>> START EXTRACTED INFORMATION

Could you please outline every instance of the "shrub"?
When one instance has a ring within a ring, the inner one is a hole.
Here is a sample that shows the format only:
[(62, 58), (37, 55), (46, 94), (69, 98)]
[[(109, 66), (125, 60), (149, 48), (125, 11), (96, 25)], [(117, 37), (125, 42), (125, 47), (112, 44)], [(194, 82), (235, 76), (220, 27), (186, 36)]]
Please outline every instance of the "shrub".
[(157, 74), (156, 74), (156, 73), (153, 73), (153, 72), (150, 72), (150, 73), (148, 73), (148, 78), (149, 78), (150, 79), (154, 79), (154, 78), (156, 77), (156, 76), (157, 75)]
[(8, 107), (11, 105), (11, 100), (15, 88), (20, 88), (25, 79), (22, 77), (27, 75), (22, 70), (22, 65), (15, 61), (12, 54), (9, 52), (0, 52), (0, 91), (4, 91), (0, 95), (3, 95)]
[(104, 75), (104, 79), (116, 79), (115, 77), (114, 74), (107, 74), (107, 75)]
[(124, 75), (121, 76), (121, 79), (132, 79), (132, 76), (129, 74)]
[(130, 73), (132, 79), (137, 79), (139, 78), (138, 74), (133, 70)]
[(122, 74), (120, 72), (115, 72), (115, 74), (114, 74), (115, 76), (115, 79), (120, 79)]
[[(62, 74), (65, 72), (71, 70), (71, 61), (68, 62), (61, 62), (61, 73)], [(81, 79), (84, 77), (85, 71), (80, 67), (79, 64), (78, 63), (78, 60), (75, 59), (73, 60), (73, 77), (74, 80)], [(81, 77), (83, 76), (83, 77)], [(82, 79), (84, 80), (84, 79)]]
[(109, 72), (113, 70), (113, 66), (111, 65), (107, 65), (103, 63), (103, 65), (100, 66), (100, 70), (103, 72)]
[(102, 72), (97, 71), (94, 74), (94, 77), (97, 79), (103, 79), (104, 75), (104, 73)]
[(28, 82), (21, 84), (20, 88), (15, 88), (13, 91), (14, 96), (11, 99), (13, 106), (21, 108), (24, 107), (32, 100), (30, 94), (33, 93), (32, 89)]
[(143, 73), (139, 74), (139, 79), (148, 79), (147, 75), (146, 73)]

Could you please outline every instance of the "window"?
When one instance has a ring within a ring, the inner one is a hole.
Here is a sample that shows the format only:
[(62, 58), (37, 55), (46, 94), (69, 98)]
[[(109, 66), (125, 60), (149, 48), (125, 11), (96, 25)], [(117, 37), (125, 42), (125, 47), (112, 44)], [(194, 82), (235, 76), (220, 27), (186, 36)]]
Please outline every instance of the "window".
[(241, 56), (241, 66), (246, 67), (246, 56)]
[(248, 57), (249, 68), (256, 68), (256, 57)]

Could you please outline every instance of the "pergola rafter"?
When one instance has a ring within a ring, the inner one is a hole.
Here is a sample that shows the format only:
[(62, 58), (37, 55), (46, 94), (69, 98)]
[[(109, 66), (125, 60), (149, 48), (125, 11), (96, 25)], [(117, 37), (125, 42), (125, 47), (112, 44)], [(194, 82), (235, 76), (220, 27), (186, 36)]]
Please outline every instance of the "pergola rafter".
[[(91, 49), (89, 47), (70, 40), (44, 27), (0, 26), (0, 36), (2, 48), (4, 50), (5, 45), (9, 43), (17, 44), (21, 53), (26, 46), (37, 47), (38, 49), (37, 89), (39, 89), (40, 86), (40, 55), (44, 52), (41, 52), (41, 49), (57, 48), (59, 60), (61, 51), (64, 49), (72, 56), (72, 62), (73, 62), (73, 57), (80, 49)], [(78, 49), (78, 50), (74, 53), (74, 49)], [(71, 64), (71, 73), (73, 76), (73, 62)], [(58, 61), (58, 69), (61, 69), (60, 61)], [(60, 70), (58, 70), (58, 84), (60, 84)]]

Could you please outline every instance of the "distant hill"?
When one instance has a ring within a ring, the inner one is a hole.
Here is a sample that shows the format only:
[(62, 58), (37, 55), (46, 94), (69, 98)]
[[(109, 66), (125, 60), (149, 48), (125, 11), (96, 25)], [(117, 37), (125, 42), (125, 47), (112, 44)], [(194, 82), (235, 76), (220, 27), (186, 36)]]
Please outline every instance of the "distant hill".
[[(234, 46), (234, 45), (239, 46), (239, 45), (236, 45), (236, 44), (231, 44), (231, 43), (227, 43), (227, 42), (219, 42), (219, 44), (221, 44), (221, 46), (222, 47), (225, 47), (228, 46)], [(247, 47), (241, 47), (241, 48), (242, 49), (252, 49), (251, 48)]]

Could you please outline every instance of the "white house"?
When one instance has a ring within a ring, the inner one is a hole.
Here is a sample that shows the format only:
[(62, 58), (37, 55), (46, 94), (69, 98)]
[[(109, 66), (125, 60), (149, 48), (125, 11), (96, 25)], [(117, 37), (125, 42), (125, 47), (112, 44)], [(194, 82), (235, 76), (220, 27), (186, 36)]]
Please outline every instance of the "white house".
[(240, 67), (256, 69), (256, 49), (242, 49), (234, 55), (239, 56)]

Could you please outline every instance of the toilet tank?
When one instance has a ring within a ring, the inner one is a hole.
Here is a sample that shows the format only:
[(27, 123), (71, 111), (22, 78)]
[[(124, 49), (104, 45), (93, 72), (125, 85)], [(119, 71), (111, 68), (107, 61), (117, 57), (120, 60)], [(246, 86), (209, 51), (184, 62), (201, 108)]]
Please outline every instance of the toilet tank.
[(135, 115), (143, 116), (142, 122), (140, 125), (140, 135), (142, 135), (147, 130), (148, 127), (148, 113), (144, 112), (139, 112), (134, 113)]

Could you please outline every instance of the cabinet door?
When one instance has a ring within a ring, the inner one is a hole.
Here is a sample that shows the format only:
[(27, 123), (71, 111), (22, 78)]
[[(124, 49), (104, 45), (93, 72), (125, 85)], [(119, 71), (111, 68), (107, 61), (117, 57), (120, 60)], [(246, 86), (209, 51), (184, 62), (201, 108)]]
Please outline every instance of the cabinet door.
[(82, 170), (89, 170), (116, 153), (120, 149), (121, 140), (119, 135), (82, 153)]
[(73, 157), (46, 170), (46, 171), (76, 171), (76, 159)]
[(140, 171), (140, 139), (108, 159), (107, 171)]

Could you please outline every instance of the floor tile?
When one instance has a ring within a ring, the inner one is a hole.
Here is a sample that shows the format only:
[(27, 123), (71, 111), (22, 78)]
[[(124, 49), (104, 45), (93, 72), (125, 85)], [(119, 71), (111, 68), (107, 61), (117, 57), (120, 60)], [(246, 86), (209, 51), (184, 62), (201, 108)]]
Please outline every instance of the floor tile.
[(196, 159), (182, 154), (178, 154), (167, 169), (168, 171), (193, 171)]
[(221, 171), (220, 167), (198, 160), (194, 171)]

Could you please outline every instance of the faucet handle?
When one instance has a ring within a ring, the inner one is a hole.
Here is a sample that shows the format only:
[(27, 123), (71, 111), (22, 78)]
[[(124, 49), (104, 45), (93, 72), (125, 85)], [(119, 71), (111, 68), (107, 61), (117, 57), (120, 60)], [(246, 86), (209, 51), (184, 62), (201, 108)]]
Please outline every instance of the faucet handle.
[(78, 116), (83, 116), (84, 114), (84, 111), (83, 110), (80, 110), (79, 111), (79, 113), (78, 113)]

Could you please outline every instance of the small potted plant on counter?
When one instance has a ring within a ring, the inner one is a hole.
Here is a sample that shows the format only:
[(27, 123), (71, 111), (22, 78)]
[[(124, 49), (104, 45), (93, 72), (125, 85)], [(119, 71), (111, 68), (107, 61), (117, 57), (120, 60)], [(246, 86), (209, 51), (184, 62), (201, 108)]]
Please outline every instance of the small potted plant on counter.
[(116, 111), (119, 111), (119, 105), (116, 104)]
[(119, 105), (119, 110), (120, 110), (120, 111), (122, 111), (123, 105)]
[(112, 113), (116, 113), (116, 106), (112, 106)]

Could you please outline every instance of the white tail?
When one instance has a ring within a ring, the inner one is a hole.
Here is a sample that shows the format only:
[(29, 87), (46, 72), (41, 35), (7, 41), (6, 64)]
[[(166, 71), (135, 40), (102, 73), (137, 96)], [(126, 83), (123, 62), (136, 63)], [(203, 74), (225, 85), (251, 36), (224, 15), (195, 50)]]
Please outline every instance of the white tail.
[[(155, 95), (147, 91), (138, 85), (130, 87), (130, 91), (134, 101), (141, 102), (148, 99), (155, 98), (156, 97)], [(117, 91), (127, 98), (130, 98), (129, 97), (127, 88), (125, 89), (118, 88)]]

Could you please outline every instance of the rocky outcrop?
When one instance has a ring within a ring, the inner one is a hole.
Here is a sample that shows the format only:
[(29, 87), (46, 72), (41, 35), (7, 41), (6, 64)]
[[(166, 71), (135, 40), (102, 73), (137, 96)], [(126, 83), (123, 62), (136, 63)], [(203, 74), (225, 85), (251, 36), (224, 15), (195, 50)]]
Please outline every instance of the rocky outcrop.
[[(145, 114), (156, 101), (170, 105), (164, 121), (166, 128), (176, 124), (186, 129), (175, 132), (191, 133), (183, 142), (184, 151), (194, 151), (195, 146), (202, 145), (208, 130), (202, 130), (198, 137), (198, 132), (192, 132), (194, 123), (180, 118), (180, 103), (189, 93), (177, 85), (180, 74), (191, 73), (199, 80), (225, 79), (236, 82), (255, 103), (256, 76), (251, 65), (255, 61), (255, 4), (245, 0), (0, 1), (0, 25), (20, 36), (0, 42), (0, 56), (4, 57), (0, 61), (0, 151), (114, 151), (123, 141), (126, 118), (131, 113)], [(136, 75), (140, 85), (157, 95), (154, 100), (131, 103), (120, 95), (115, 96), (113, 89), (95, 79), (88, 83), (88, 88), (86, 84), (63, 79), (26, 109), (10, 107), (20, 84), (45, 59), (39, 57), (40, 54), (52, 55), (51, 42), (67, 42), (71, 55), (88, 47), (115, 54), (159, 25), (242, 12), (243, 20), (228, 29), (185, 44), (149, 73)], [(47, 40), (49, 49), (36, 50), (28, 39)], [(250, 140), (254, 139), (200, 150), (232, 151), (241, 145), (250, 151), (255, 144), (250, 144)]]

>> END EXTRACTED INFORMATION

Gather every line of the material above that contains the word "faucet".

TASK OUTPUT:
Could you please outline every instance of the faucet handle?
Please outline every instance of the faucet handle.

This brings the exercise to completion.